PROMPT:
Could you change "wooden pier" to "wooden jetty" in the lines that begin at the one containing "Which region contains the dense" and run through the last line, keeping everything else the same and leaving out the pictures?

——————

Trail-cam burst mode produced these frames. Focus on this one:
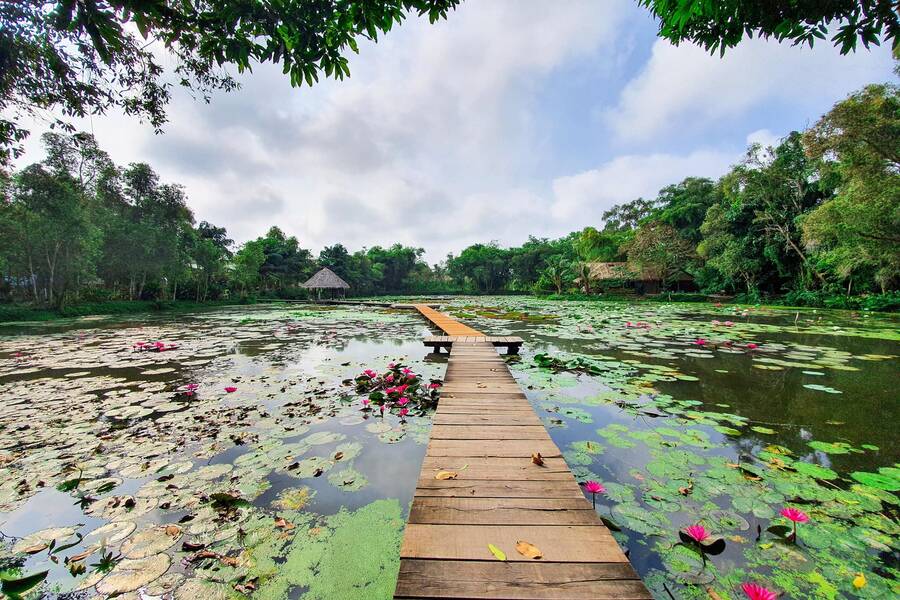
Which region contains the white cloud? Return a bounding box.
[747,129,784,148]
[605,39,891,141]
[551,150,739,224]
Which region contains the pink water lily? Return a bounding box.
[684,525,710,544]
[741,581,778,600]
[582,480,606,508]
[779,506,809,542]
[779,506,809,523]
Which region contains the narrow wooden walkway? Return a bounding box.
[395,318,652,600]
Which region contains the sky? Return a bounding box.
[19,0,893,262]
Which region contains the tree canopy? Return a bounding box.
[0,0,459,164]
[639,0,900,54]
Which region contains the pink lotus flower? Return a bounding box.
[741,581,778,600]
[780,506,809,523]
[582,481,606,509]
[779,506,809,542]
[584,481,606,494]
[684,525,710,544]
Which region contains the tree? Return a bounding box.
[541,255,573,294]
[625,223,696,287]
[0,0,459,164]
[639,0,900,54]
[802,85,900,291]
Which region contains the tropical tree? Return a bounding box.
[639,0,900,54]
[0,0,459,164]
[802,85,900,291]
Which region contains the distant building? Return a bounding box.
[576,262,696,294]
[300,267,350,298]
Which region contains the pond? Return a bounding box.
[0,297,900,600]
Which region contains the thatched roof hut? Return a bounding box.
[300,267,350,290]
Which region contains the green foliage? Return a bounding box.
[0,0,458,164]
[639,0,900,54]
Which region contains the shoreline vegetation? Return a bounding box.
[0,69,900,321]
[0,291,900,324]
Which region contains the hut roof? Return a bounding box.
[300,267,350,290]
[579,262,692,281]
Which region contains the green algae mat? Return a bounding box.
[0,297,900,600]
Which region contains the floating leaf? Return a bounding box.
[488,544,506,560]
[0,571,49,598]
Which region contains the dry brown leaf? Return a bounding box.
[706,587,722,600]
[68,546,97,562]
[516,540,544,559]
[166,525,181,537]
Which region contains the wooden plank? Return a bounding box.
[431,425,547,440]
[409,496,599,525]
[428,439,562,460]
[415,477,584,500]
[396,322,650,600]
[394,559,653,600]
[431,410,542,427]
[400,523,628,563]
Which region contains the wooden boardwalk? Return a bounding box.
[395,309,652,600]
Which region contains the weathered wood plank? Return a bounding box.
[395,559,653,600]
[400,523,628,563]
[409,496,599,525]
[431,425,547,440]
[427,439,562,460]
[415,477,584,500]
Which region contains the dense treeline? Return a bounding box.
[0,78,900,307]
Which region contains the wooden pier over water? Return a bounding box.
[395,306,652,600]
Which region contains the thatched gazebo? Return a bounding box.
[300,267,350,298]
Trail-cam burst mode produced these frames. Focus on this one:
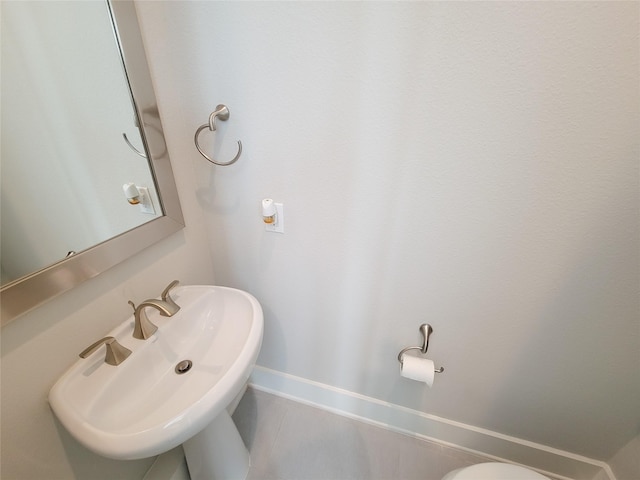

——————

TASK RESPONSE:
Which region contains the dense treeline? Return a bounding box.
[0,78,900,307]
Which region contains the wooden jetty over water? Return a bounding box.
[395,306,652,600]
Which region contains the thatched gazebo? Return a bounding box.
[300,267,350,298]
Trail-cam burst mode produced these frames. Focus on this one:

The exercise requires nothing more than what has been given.